### Written problem
Please render the data below as a numbered list, leaving out any blank lines.

[Data listing]
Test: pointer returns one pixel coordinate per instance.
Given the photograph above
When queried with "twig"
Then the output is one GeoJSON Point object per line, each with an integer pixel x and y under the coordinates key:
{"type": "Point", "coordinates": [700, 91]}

### The result
1. Test: pointer returns one pixel coordinate per instance.
2. Given the photograph above
3. When queried with "twig"
4. Then the output is one GeoJSON Point object per line, each with an integer pixel x and y under the coordinates key:
5. {"type": "Point", "coordinates": [700, 91]}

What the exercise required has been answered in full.